Meet the Scientist: Dr Leila Moura

Categories: News | Career news

By Ciarán Gibson


Dr Leila Moura is a Royal Academy of Engineering Research Fellow based at Queen’s University Belfast who first came to this corner of the UK through a Marie Skłodowska-Curie Individual Fellowship in 2016. I recently had the pleasure to speak with Dr Moura and hear her story. From training as a chemist in her home country of Portugal. Through challenges she faced when she first went abroad. To how she secured her tenure-track principal investigator position.

With over ten years’ experience building international networks and securing career-changing fellowships, Dr Moura has a wealth of advice to share with early career researchers ready to embark on their first international adventure.


"If sharing my story makes someone more confident about going abroad and applying for a research adventure, that would be amazing. You have to go for it!"
################
- Written tasks:
A. Reproduce the part of the profile of Dr Leila Moura that opens with the words containing "By Ciarán Gibson" and closes with "principal investigator position.".
B. Please condense the paragraph of the profile of Dr Leila Moura that begins "Dr Leila Moura is a Royal Academy of Engineering Research Fellow" into a short list that keeps its main facts.
C. Pick up the profile of Dr Leila Moura after its closing quotation and write the next part.
################
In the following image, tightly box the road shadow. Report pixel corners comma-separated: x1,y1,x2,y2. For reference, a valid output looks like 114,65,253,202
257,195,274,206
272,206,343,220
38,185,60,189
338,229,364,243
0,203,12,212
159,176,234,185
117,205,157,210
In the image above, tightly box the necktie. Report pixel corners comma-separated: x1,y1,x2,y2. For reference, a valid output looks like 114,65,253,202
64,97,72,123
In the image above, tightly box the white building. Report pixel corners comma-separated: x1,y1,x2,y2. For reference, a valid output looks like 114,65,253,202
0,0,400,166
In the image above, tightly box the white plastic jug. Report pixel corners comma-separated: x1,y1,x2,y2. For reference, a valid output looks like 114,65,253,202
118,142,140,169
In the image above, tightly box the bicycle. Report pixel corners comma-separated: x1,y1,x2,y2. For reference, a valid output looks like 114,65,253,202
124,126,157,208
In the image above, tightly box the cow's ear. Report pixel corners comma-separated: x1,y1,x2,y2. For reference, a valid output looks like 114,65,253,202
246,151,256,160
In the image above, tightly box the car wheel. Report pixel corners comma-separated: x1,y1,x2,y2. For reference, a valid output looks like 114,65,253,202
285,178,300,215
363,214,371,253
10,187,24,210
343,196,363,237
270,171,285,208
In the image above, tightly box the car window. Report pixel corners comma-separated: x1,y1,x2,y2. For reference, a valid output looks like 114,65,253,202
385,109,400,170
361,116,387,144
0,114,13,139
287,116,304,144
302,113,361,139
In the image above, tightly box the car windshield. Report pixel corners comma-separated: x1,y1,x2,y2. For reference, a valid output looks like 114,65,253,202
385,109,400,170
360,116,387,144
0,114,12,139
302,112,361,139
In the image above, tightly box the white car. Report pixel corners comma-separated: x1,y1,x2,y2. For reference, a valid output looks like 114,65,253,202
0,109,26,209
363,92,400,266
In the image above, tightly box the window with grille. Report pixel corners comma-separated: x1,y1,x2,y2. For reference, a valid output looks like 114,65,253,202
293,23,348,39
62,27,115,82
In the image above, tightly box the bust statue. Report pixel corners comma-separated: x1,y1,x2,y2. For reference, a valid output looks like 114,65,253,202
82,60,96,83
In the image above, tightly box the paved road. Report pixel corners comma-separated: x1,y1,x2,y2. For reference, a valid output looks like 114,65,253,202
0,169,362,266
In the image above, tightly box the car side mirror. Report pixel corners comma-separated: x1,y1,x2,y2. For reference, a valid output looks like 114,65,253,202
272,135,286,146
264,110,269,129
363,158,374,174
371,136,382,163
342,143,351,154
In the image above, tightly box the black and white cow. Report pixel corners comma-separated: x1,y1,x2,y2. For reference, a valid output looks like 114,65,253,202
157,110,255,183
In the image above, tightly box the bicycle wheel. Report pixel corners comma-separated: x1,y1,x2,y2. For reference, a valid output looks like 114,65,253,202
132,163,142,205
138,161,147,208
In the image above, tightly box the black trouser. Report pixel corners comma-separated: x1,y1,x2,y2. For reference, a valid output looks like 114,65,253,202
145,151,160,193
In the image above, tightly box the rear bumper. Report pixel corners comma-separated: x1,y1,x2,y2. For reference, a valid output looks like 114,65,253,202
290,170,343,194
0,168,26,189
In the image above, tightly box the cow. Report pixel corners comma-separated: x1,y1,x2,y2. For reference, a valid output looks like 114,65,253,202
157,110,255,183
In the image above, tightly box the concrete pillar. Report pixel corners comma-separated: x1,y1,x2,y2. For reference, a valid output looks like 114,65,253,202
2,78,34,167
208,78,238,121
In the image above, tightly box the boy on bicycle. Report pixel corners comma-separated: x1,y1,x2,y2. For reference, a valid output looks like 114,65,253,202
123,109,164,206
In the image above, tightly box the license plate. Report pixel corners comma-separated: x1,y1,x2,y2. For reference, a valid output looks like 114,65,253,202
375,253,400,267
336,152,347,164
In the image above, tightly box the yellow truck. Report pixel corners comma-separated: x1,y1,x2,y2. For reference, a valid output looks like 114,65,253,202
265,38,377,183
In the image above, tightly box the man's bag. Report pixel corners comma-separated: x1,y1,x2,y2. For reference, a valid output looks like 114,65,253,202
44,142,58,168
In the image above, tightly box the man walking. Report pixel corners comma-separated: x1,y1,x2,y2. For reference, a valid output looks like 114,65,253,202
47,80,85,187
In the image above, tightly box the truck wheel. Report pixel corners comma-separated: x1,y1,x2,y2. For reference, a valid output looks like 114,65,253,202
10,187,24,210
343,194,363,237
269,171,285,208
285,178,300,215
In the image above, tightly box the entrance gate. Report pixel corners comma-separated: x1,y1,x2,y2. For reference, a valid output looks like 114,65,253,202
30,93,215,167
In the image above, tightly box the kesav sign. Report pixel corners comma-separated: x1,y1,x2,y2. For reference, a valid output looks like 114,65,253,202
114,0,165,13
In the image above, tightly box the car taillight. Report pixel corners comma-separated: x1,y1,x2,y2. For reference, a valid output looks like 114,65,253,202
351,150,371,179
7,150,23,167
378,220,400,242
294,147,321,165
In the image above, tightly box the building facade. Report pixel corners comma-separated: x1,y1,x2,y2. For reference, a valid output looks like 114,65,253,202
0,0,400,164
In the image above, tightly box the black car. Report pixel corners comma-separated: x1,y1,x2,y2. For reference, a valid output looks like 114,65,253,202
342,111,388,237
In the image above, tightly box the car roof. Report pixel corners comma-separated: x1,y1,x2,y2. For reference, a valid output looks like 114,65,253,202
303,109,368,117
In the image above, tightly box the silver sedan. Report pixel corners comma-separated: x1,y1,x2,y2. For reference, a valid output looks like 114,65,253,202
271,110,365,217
################
- Answers in order:
A.
By Ciarán Gibson


Dr Leila Moura is a Royal Academy of Engineering Research Fellow based at Queen’s University Belfast who first came to this corner of the UK through a Marie Skłodowska-Curie Individual Fellowship in 2016. I recently had the pleasure to speak with Dr Moura and hear her story. From training as a chemist in her home country of Portugal. Through challenges she faced when she first went abroad. To how she secured her tenure-track principal investigator position.

B.
- Dr Leila Moura is a Royal Academy of Engineering Research Fellow at Queen's University Belfast.
- She first came to this corner of the UK in 2016 through a Marie Skłodowska-Curie Individual Fellowship.
- The writer spoke with her about her story: her training as a chemist in her home country of Portugal, the challenges she faced when she first went abroad, and how she secured her tenure-track principal investigator position.

C.
“I’ve known since I was very little that I wanted to go abroad and experience different cultures,” Leila told me. After completing her Master’s degree in Chemistry in Lisbon, volunteering in labs to gain experience, her first time working abroad took her to France in 2010.

“I’m from a poor background and worked through my entire degree. So I didn’t have the means to travel or have an Erasmus experience. Because those things require a lot of investment. When I had the opportunity to work abroad in France, I took it with both hands. I treated it as an adventure. And now here I am ten years later in Belfast!”

And an adventure it was. In the first couple of weeks in France, Leila’s phone and important documents were stolen. With very little French and no friends or family to immediately call upon, she had to wade through communication barriers and the French bureaucratic system to overcome a rocky start to her life overseas. “It’s times like those when you become an adult,” Leila explained. “You have no-one around you but if you don’t panic, and if you aren’t too hard on yourself, it will be okay. Look at it as a learning experience.”


"It’s so important to build a network of people around you who you like to work with, who can mentor you and support you."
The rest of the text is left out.